Sunday, February 20, 2011

Thian Hock Keng celebrates Cap Go Meh 2011

On 17 Feb 11, Cap Go Meh as the Hokkien calls it (this term is used in Nanyang, from Malaysia through Singapore to Indonesia) is the grand finale to the Chinese New Year. In Singapore, Thian Hock Keng also rounded up the 15 days of Chinese New Year with a big bang. Not so much as in the fire crackers, but in the elaborate activities on this day with a grand street parade.

By 6pm on that evening, the crowd was already building up by the side of the road, in front of the temple. For many, it is as a tradition and custom to go and pay respects to the Goddess of the Sea, Mazu, and the other resident Gods before looking for a space by the roadside.

The "mee-koo" (bun made into the shape of a tortoise) - which is a symbol of longevity - was laid out as devotees made the offer to the Gods. In the courtyard, there were many sacks of rice, stacked into the shape of the tortoise. Devotees or anyone could seek to bring one back by using the divining blocks to seek permission from the Goddess of the Sea, Mazu.

As the sun set, the lights came on. At 8pm, with the Guest of Honour, the Minister for Manpower, Singapore, joining the crowd, the performance began. Many of the dances were performed by the schools affiliated to the Singapore Hokkien Huay Kuan, which also manages the Thian Hock Keng. On this night, it was a grand event organised by the Singapore Hokkien Huay Kuan, reminiscent of the old days when Thian Hock Keng was the community centre of the immigrant workers and the residents.

Strains of the Nanyin - Southern Sounds - brought back nostalgic memories to the senior citizens as they recalled the days when their elders would be sitting outside the temple, listening to Nan Yin and the songs that talked about the stories of old China. In a way, joss stick fumes, familiar sights of the Gods and Nanyin brought them the peace and comfort of home in China, which they hoped to return after making a decent earning.  Many stayed on instead, and the temporary landscape became permanent. For the young, they were as "blur"as to what it is as the tourists and the new non-Chinese citizens who were invited to join in the Cap Go Meh. In a way, it was reminiscent to the old people and an eye opener to the young. Thanks to the dedicated few who carried on playing the Nanyin in Singapore, and put in efforts to train the young, it is making a comeback. If you have yet to watch or listen to Nanyin, come to Thian Hock Keng on 2M19 (23 Mar 11) at 7.30pm to watch Siong Leng Musical Association perform. This date is the celebrations in honour of Guan Yin in Thian Hock Keng.

Given data ::
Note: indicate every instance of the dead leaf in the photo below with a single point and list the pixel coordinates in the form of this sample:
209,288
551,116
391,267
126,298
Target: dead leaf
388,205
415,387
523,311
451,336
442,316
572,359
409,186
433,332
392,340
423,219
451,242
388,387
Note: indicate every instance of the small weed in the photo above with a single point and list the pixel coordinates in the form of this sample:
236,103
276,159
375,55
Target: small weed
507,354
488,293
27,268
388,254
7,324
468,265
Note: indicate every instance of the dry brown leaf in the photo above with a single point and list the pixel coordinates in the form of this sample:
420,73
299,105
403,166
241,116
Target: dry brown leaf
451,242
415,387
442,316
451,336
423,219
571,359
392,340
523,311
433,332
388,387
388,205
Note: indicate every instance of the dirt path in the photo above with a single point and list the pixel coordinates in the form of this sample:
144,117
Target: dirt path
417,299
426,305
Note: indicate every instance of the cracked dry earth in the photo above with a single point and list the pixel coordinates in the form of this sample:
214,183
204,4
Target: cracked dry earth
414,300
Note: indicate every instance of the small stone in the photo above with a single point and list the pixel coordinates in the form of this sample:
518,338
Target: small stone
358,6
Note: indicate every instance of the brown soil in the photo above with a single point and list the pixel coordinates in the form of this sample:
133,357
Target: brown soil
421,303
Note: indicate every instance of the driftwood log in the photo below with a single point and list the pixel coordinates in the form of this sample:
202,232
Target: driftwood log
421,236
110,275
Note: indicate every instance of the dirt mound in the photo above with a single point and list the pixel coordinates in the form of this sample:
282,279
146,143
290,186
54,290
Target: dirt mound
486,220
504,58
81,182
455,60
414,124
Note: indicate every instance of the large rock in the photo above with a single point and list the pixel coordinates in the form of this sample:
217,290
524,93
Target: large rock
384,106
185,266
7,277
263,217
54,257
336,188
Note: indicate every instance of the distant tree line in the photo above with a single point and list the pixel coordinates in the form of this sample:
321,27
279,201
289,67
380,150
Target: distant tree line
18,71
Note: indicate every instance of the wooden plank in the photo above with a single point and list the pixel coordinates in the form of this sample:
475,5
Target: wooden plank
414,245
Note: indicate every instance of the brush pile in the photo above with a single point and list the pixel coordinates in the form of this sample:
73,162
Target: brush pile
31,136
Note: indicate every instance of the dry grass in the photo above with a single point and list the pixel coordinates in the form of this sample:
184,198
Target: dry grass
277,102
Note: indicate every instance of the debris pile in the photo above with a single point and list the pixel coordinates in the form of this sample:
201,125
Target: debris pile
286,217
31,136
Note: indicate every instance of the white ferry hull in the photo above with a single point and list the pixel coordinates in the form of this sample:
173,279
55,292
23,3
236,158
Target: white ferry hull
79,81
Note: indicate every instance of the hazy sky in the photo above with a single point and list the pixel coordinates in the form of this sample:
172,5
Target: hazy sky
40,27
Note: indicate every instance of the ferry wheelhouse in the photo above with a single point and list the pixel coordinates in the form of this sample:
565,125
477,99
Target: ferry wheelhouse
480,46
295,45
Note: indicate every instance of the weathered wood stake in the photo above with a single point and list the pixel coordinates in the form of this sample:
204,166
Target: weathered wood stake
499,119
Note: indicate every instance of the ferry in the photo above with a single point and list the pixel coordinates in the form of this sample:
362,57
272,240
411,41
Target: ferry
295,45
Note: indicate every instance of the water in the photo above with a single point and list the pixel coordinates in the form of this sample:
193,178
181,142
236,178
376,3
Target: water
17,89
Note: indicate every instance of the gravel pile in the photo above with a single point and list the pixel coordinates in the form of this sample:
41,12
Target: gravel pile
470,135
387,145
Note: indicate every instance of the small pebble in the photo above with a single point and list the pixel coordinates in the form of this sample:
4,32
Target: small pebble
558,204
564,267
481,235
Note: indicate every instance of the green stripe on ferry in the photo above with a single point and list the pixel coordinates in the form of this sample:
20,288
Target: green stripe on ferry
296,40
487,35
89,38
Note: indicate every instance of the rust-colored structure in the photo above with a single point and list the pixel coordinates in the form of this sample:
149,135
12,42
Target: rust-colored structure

Instructions ::
1 > Summarize the post about Cap Go Meh at Thian Hock Keng in two sentences.
2 > Give again the lines of the listing from the line with "Note: indicate every instance of the ferry wheelhouse" up to and including the last line of the listing.
The text and the listing have nothing to do with each other.

Solution list ::
1 > On 17 February 2011, Thian Hock Keng in Singapore marked Cap Go Meh, the grand finale of Chinese New Year, with devotees paying respects to Mazu and the other Gods and a grand event featuring dances by schools affiliated with the Singapore Hokkien Huay Kuan. Nanyin music brought back nostalgic memories for senior citizens, and the post invites readers to watch Siong Leng Musical Association perform at the temple on 23 March 2011.

2 >
Note: indicate every instance of the ferry wheelhouse in the photo above with a single point and list the pixel coordinates in the form of this sample:
565,125
477,99
Target: ferry wheelhouse
480,46
295,45
Note: indicate every instance of the weathered wood stake in the photo above with a single point and list the pixel coordinates in the form of this sample:
204,166
Target: weathered wood stake
499,119
Note: indicate every instance of the ferry in the photo above with a single point and list the pixel coordinates in the form of this sample:
362,57
272,240
411,41
Target: ferry
295,45
Note: indicate every instance of the water in the photo above with a single point and list the pixel coordinates in the form of this sample:
193,178
181,142
236,178
376,3
Target: water
17,89
Note: indicate every instance of the gravel pile in the photo above with a single point and list the pixel coordinates in the form of this sample:
41,12
Target: gravel pile
470,135
387,145
Note: indicate every instance of the small pebble in the photo above with a single point and list the pixel coordinates in the form of this sample:
4,32
Target: small pebble
558,204
564,267
481,235
Note: indicate every instance of the green stripe on ferry in the photo above with a single point and list the pixel coordinates in the form of this sample:
20,288
Target: green stripe on ferry
296,40
487,35
89,38
Note: indicate every instance of the rust-colored structure in the photo above with a single point and list the pixel coordinates in the form of this sample:
149,135
12,42
Target: rust-colored structure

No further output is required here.